Provided text ->
3. The computer-implemented method in accordance with claim 1,
wherein the instruction to update the data record is a data
manipulation language (DML) instruction.
4. The computer-implemented method in accordance with claim 1,
wherein the history table further includes a transaction token that
represents a timestamp for a transaction associated with each
instruction to update the data record.
5. The computer-implemented method in accordance with claim 1,
wherein executing the instruction to update the data record further
includes: computing a commit identifier that provides a timestamp
for a transaction associated with the instruction to update the
data record.
6. The computer-implemented method in accordance with claim 5,
further comprising storing the timestamp in the history table as a
transaction token.
7. The computer-implemented method in accordance with claim 2,
further comprising accessing the history table part of the history
table according to a request for a view of the data record that
corresponds to a validity period for a past version of the data
record before the data record is updated.
8. A computer-implemented method comprising: storing a data record
in main memory of a server computer, the main memory being a random
access memory; receiving an instruction to update the data record;
updating the data record according to the instruction to provide a
most recent version of the data record; generating a history table
associated with the data record in the main memory; storing, in the
main memory, the most recent version of the data record in a main
table part of the history table after the data record is updated;
and storing, in the main memory, the past version of the data
record before the data record is updated in a history table part of
the history table.
9. The computer-implemented method in accordance with claim 8,
wherein the history table further includes at least two attributes
that define terminal points of time of a validity period for each
version of the data record.
10. The computer-implemented method in accordance with claim 8,
wherein the instruction to update the data record is a data
manipulation language (DML) instruction.
11. The computer-implemented method in accordance with claim 8,
further comprising computing a commit identifier that provides a
timestamp for a transaction associated with the instruction to
update the data record.
12. The computer-implemented method in accordance with claim 11,
further comprising generating a transaction token that represents
the timestamp for the transaction associated with the instruction
to update the data record.
13. The computer-implemented method in accordance with claim 12,
further comprising storing the transaction token in the history
table in the main memory.
14. The computer-implemented method in accordance with claim 8,
further comprising accessing the history table part of the history
table according to a request for a view of the data record that
corresponds to a validity person for a past version of the data
record before the data record is updated.

Provided records ->
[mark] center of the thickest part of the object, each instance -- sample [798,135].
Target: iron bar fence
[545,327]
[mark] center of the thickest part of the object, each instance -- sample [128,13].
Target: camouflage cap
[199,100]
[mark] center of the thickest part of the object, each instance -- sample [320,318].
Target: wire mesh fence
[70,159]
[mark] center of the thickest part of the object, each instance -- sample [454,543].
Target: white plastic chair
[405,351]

--

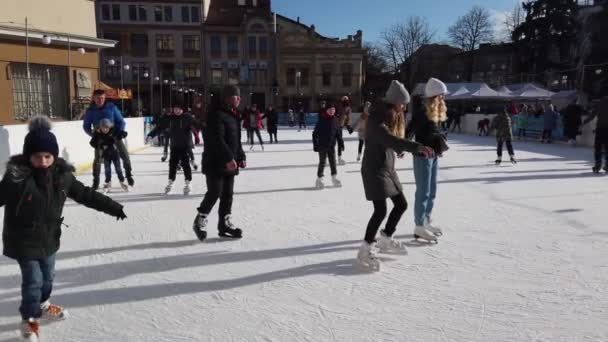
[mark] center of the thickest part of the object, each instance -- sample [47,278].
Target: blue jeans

Requirements ->
1. Answer these questions using the patent claims:
(a) In claim 8, what type of memory is the main memory of the server computer?
(b) According to claim 9, what do the at least two attributes in the history table define?
(c) Which claim does claim 6 build on?
2. Write out the passage of the patent claims from "11. The computer-implemented" to "the main memory.".
The material has no connection to the patent claims.

Results of the exercise ->
1.
(a) A random access memory.
(b) The terminal points of time of a validity period for each version of the data record.
(c) Claim 5.

2.
11. The computer-implemented method in accordance with claim 8,
further comprising computing a commit identifier that provides a
timestamp for a transaction associated with the instruction to
update the data record.
12. The computer-implemented method in accordance with claim 11,
further comprising generating a transaction token that represents
the timestamp for the transaction associated with the instruction
to update the data record.
13. The computer-implemented method in accordance with claim 12,
further comprising storing the transaction token in the history
table in the main memory.